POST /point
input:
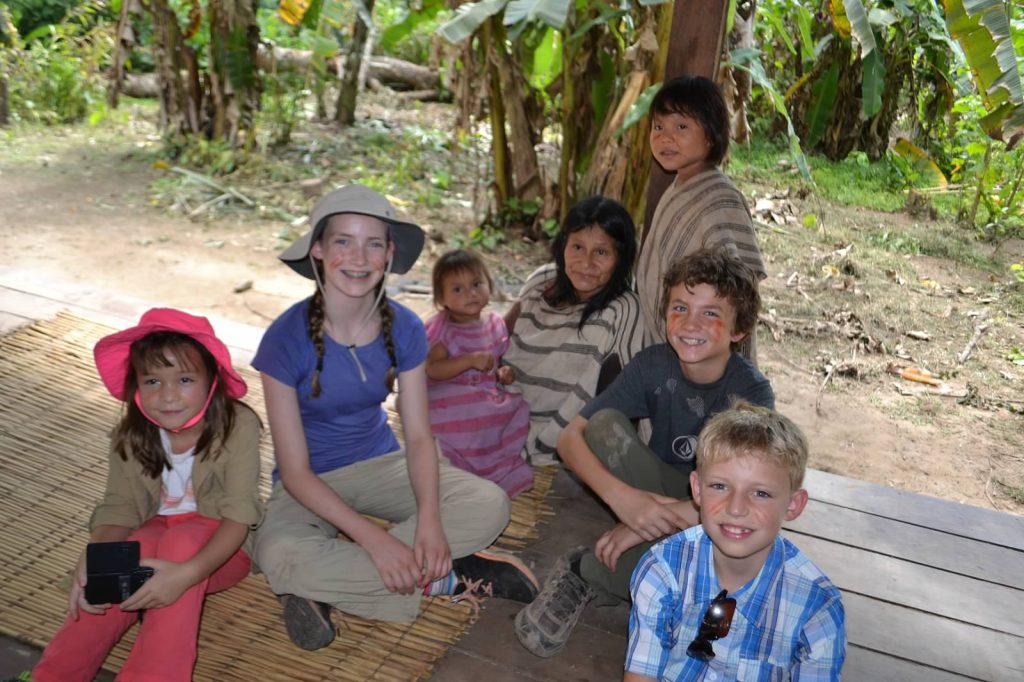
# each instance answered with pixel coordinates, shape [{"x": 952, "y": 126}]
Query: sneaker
# # # # #
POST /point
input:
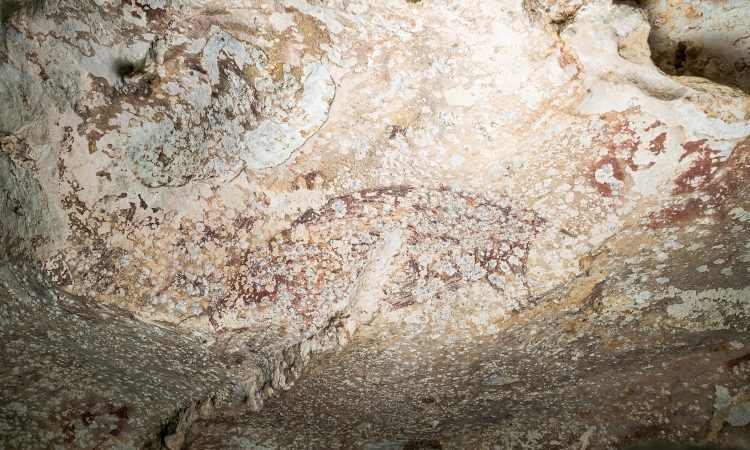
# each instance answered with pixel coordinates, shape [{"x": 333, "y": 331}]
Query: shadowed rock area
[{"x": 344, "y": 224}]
# # # # #
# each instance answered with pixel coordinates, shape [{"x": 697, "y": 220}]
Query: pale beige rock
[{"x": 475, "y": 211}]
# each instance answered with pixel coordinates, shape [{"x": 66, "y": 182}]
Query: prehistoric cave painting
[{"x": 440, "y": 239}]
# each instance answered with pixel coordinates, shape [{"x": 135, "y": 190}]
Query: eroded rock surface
# # # # #
◆ **WRITTEN INSTRUCTION**
Count the lines in the material that contain the word "each", and reply with that number alone.

◆ **FINISHED EXERCISE**
5